Perl regular expressions consist of CALL PRXCHANGE, CALL PRXDEBUG , CALL PRXFREE, CALL PRXNEXT, CALL PRXPOSN, CALL PRXSUBSTR, PRXPAREN , PRXMATCH , and PRXPARSE , and are part of the character string matching category for functions and CALL routines. For more information on these functions and CALL routines, see SAS Language Reference: Dictionary .

Benefits of Using Perl Regular Expressions in the DATA Step

Using Perl regular expressions in the DATA step enhances search and replace options in text. You can use Perl regular expressions to do the following:

  • validate data

  • replace text

  • extract a substring from a string

  • write Perl debug output to the SAS log.

You can write SAS programs that do not use regular expressions to produce the same results as you do when you use Perl regular expressions. The code without the regular expressions, however, requires more function calls to handle character positions in a string and to manipulate parts of the string.

Perl regular expressions combine most, if not all, of these steps into one expression. The resulting code has the following advantages.

  • less prone to error

  • easier to maintain

  • clearer to read

  • more efficient in terms of improving system performance.

Using Perl Regular Expressions in the DATA Step - License Agreement

The following paragraph complies with sections 3 (a) and 4 (c) of the artistic license:

The PRX functions use a modified version of Perl 5.6.1 to perform regular expression compilation and matching. Perl is compiled into a library for use with SAS. The modified and original Perl 5.6.1 files are freely available from the SAS Web site at http://support.sas.com/rnd/base. Each of the modified files has a comment block at the top of the file describing how and when the file was changed. The executables were given non-standard Perl names. The standard version of Perl can be obtained from http://www.perl.com.

Only Perl regular expressions are accessible from the PRX functions. Other parts of the Perl language are not accessible. The modified version of Perl regular expressions does not support the following:

  • Perl variables.

  • the regular expression options /c, /g, and /o and the /e option with substitutions.

  • named characters, which use the \N{name} syntax.

  • the metacharacters \pP, \PP, and \X.

  • executing Perl code within a regular expression. This includes the syntax (?{code}), (??{code}), and (?p{code}).

  • unicode pattern matching.

  • using ?PATTERN?. The ? metacharacter is treated like a regular expression start-and-end delimiter .

  • the metacharacter \G.

  • Perl comments between a pattern and replacement text. For example: s{regexp} # perl comment {replacement}.

  • matching backslashes with m/\\\\/. Instead m/\\/ should be used to match a backslash.

[Given information]

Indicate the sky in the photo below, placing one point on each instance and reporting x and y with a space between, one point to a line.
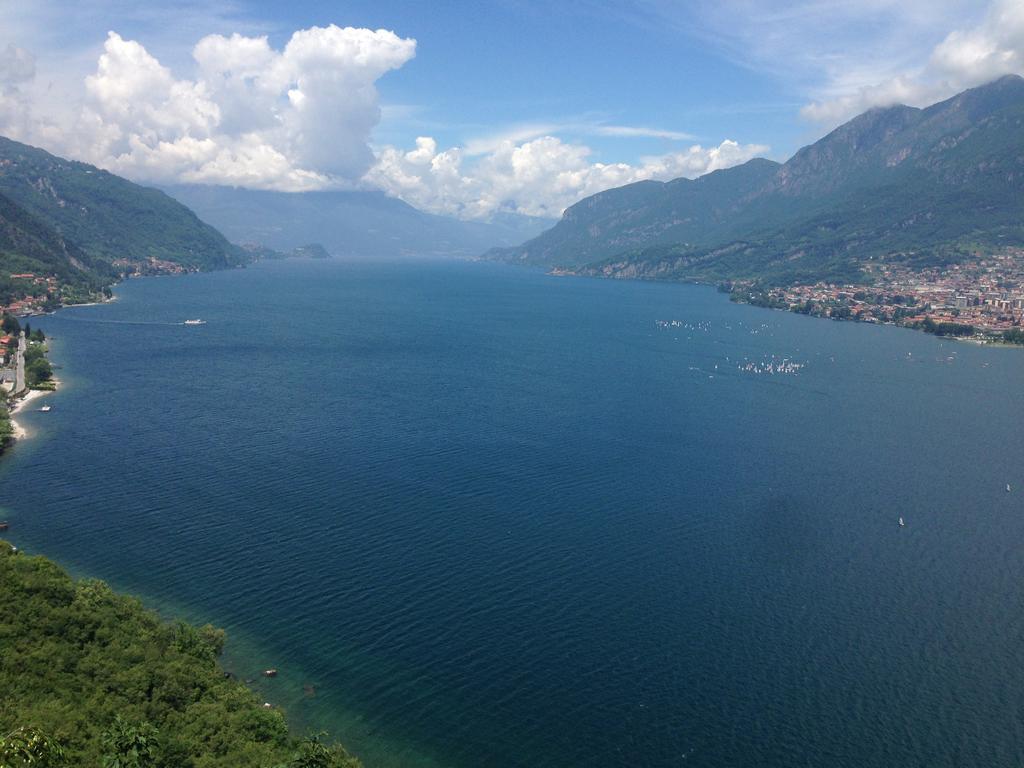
473 109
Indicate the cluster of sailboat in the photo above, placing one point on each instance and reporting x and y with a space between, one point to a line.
704 326
772 367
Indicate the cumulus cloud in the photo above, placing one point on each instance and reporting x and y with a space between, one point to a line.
17 68
299 118
540 177
965 58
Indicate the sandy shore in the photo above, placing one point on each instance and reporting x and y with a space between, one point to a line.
19 431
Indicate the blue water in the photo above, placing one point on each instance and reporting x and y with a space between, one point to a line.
499 518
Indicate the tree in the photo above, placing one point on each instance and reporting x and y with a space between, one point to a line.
9 325
130 745
312 753
38 371
30 747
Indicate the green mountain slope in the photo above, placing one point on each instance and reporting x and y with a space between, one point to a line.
81 664
29 245
108 217
922 185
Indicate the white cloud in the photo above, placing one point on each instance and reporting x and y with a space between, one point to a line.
540 177
301 117
17 68
966 57
295 119
630 131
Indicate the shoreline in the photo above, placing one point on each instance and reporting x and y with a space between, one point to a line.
980 338
20 432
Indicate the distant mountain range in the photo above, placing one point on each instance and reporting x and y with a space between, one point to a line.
348 223
915 185
88 227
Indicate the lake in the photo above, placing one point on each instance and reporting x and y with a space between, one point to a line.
477 515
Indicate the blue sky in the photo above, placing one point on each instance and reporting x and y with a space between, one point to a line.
472 108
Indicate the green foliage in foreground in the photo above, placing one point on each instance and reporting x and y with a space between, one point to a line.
90 678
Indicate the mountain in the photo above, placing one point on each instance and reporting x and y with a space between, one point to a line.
108 217
29 245
349 223
902 183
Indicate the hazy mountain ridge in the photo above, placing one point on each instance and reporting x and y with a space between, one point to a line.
347 222
898 182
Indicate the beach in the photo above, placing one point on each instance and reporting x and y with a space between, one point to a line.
32 394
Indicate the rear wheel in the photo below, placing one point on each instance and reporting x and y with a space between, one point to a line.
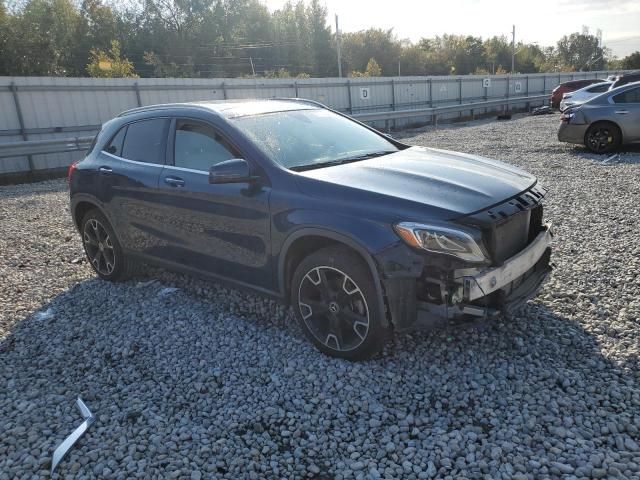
336 302
602 137
102 248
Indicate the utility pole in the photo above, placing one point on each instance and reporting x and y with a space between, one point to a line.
513 50
338 47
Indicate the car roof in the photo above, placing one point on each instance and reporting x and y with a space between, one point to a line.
236 108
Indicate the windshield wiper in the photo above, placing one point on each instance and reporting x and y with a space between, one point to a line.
341 161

[Instruction]
According to the passage on Perl regular expressions in SAS, which version of Perl do the PRX functions modify?

[Response for this exercise]
Perl 5.6.1